Washington Supreme Court Holds Claims Adjusters Cannot Be Personally Liable for Bad Faith

Jordan Hess and Terri Sutton | Cozen O’Connor | October 9, 2019

In a closely contested 5-4 decision, the Washington Supreme Court held in Keodalah v. Allstate Insurance Company, et al., Slip. Op. No. 95867-0, ___ P.3d ___ (Oct. 3, 2019), that a claims adjuster cannot be held personally liable to an insured for bad faith. Reversing the Court of Appeals, the Supreme Court found that claims adjusters owe no statutory or common law duty of good faith to the insured, the breach of which Keodalah argued supported his claim against an individual adjuster for personal liability for alleged bad faith. The dissenting justices, not unexpectedly, would have permitted such claims.

EXTRACTED DATA:
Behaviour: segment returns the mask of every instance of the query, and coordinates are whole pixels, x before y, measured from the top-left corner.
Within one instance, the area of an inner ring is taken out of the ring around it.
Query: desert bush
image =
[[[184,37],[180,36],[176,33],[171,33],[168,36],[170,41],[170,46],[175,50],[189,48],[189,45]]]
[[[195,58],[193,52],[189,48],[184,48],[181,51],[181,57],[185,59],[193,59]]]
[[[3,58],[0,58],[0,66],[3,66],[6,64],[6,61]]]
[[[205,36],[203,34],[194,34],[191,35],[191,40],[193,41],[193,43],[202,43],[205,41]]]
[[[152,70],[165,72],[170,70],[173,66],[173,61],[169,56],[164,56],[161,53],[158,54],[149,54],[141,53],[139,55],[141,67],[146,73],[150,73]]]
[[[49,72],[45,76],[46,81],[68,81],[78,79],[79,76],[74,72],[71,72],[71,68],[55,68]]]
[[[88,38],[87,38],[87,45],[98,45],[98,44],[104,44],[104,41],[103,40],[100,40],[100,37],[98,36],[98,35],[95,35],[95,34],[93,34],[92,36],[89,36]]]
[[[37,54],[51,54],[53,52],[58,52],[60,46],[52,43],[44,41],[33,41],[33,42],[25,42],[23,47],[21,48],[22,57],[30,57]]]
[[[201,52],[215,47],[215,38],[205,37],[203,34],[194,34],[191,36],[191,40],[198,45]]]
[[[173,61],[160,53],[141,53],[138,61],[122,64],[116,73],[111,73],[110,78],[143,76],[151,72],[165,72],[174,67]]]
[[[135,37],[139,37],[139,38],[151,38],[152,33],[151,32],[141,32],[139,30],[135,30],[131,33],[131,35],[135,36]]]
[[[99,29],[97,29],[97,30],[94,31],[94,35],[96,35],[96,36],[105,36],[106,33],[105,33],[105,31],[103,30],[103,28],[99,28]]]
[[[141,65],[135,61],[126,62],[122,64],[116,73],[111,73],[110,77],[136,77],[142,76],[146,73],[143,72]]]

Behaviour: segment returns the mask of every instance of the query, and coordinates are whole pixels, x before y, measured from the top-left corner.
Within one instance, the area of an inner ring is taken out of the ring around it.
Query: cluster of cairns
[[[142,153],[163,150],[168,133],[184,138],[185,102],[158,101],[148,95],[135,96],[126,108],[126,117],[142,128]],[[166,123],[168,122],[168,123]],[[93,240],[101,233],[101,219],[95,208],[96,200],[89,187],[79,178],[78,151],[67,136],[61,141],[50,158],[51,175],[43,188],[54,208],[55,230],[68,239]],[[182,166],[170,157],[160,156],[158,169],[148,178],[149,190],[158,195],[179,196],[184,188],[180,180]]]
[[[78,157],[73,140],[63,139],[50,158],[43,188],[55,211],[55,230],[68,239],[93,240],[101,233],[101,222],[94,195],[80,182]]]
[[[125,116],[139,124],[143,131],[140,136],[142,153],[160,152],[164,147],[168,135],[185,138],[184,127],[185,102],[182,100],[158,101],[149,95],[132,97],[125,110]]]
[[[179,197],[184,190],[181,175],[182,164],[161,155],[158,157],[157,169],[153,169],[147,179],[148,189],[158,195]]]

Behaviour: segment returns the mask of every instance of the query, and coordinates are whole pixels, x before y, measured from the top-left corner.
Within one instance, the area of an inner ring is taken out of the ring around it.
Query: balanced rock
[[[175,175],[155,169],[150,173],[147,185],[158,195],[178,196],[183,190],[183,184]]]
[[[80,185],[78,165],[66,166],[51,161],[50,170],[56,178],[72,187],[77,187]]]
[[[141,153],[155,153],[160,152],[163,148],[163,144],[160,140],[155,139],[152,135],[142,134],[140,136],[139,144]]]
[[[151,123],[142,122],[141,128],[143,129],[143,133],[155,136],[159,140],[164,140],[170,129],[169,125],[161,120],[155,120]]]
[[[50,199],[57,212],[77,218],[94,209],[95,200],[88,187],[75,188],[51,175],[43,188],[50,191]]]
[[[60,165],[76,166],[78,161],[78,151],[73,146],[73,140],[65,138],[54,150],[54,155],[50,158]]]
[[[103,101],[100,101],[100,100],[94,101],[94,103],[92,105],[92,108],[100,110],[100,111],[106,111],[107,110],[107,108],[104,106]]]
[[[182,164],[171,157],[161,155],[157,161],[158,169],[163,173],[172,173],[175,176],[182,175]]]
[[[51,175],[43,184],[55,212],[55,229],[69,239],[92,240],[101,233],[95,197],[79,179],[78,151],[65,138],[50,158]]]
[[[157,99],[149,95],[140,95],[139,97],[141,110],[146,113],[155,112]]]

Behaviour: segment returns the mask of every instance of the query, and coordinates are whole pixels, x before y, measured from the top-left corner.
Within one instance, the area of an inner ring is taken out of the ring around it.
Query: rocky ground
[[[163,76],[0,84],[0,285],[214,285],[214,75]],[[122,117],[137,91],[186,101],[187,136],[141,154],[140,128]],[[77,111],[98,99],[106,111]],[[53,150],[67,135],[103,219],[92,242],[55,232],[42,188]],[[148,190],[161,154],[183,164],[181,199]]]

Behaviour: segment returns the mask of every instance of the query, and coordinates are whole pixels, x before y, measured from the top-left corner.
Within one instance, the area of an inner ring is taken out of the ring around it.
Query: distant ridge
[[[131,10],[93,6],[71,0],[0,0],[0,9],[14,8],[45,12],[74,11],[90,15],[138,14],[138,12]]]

TO-DO LIST:
**A)** Translate this sentence from the adjuster liability article into Spanish: "The dissenting justices, not unexpectedly, would have permitted such claims."
**B)** List every person named in the adjuster liability article.
**C)** Please go on with the adjuster liability article after its last sentence.

WRITTEN RESPONSES:
**A)** Los magistrados disidentes, como era de esperar, habrían permitido tales reclamaciones.

**B)** Jordan Hess, Terri Sutton, Keodalah

**C)**
FACTS

An uninsured motorcyclist collided with Keodalah’s vehicle at a controlled intersection. Keodalah suffered significant injuries. Although the motorcyclist had the right of way, the police concluded that the motorcyclist’s excessive speed caused the collision and that Keodalah was not using his cellphone at the time of the accident. Allstate’s accident investigator concurred with the police’s conclusions. Keodalah requested the full $25,000 policy limit under his Allstate UIM coverage. Asserting that Keodalah was 70 percent at fault, Allstate offered only $1,600. Keodalah sued Allstate for policy limits. During discovery, Allstate’s claims adjuster, Smith, initially testified that Keodalah ran a stop sign and was on his cellphone; but later recanted those assertions. At trial, the jury found that the motorcyclist was 100 percent at fault and awarded Keodalah $108,868.20. Keodalah then filed a second lawsuit against Allstate and Smith for bad faith under Washington’s Insurance Fair Conduct Act (IFCA), Consumer Protection Act (CPA), and the common law. Smith moved to dismiss the lawsuit because no duty of good faith applies to claims adjusters. The trial court agreed and dismissed Smith from the suit. The Court of Appeals reversed the trial court’s dismissal of the CPA and common law claims based on RCW 48.01.030 that imposes a duty of good faith on “all persons” engaged in the “business of insurance,” including insurers and insureds. The appellate court reasoned that the statute imposed a duty of good faith on all persons engaged in the business of insurance, and that a breach of that duty gave rise to a private cause of action for bad faith against such persons or entities, including personal liability against claims adjusters. The appellate court also held that breaches of Washington’s insurance regulations constituted per-se violations of the CPA. The Court of Appeals did affirm one of the trial court’s dismissals: Keodalah’s IFCA claim; holding the IFCA does not permit insureds to sue for breaches of the Insurance Code under prior Supreme Court precedent.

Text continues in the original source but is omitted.